DO THIS: Copy out the records below, swapping every "even-odd rule" for "nonzero winding rule" and keeping everything else the same. Omit the pictures from your copy.

>> start RECORDS SHOWN

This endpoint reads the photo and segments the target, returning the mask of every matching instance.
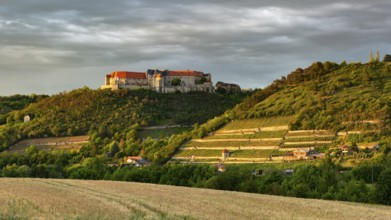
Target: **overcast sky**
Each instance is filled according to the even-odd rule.
[[[107,73],[148,68],[262,88],[371,50],[391,53],[389,0],[0,2],[0,96],[98,88]]]

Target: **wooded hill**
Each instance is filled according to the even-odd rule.
[[[25,138],[85,134],[89,134],[92,140],[99,137],[105,143],[137,139],[137,129],[141,126],[201,124],[232,108],[244,96],[89,88],[40,99],[18,96],[15,102],[21,104],[14,111],[0,114],[3,118],[0,121],[0,146],[6,149]],[[6,105],[3,100],[7,100],[6,97],[1,99],[1,106]],[[24,123],[26,115],[31,121]]]
[[[248,97],[231,119],[295,116],[291,129],[389,132],[391,62],[316,62]]]

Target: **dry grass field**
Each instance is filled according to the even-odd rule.
[[[142,183],[0,178],[0,219],[391,219],[391,208]]]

>> end RECORDS SHOWN

THE RESPONSE:
This endpoint reads the photo and segments the target, returning the mask of every matching instance.
Target: **overcast sky**
Each instance is filled according to the nonzero winding rule.
[[[107,73],[148,68],[262,88],[371,50],[391,53],[389,0],[0,2],[0,96],[98,88]]]

Target: **wooded hill**
Each instance is filled according to the nonzero winding rule.
[[[25,138],[85,134],[89,134],[92,140],[99,137],[105,143],[137,139],[137,129],[141,126],[201,124],[232,108],[244,96],[89,88],[40,99],[18,96],[15,102],[21,104],[14,111],[0,114],[3,118],[0,121],[0,146],[6,149]],[[6,105],[3,100],[7,100],[6,97],[1,99],[1,106]],[[24,123],[26,115],[31,121]]]
[[[248,97],[231,119],[295,116],[291,129],[389,132],[391,62],[316,62]]]

Target: **dry grass field**
Each instance is filled according to the nonzero winding rule.
[[[142,183],[0,178],[0,219],[391,219],[391,208]]]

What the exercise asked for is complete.